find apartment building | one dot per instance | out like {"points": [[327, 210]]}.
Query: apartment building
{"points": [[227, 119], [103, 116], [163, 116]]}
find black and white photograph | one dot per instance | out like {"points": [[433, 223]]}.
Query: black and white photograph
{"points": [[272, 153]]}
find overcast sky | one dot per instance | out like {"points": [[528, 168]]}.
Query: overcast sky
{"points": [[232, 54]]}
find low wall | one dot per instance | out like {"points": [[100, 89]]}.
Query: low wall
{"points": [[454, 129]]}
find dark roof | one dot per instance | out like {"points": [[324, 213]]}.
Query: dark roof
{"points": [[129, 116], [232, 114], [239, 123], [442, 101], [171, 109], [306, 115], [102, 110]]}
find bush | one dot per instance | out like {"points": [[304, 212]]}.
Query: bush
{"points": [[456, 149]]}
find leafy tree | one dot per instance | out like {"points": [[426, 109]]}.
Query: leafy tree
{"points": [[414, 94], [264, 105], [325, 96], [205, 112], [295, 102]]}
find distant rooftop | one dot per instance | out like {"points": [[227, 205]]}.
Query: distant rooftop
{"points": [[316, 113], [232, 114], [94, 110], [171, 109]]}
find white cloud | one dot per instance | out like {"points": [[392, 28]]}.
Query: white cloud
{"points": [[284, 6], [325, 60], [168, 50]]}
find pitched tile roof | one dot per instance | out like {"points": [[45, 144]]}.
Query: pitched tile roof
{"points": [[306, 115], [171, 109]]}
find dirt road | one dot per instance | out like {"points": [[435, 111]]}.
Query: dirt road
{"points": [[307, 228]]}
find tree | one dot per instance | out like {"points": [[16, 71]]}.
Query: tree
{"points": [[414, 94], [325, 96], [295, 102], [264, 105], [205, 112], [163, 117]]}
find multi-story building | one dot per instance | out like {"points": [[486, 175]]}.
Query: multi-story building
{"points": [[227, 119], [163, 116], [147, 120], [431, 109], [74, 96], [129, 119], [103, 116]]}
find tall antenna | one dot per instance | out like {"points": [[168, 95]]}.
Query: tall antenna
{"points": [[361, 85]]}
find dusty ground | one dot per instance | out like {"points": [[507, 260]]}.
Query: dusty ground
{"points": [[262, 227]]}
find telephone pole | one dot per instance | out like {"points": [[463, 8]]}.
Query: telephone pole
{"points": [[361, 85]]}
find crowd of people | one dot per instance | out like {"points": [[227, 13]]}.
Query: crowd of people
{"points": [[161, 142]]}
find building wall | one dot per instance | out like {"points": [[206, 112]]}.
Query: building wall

☆ ☆ ☆ ☆

- Given request: Reproduce verbatim the lines of the records starting at the line containing "find multi-story building" and ending at the final line of the records.

- Solution to this task:
find multi-story building | one dot per instance | out like {"points": [[486, 175]]}.
Query: multi-story building
{"points": [[227, 119], [163, 116], [147, 120], [431, 109], [74, 96], [129, 119], [103, 116]]}
find tall antenna | one dot per instance | out like {"points": [[168, 95]]}.
Query: tall antenna
{"points": [[361, 85]]}
find dusty ground | one dot per instance | out like {"points": [[507, 260]]}.
Query: dusty ground
{"points": [[262, 227]]}
find telephone pole | one dot per instance | out like {"points": [[463, 8]]}.
Query: telephone pole
{"points": [[361, 85]]}
find crowd of people | one dot per instance | out like {"points": [[227, 13]]}.
Query: crowd of people
{"points": [[161, 142]]}
find building wall | one dot per instance | out like {"points": [[206, 112]]}.
Query: building wall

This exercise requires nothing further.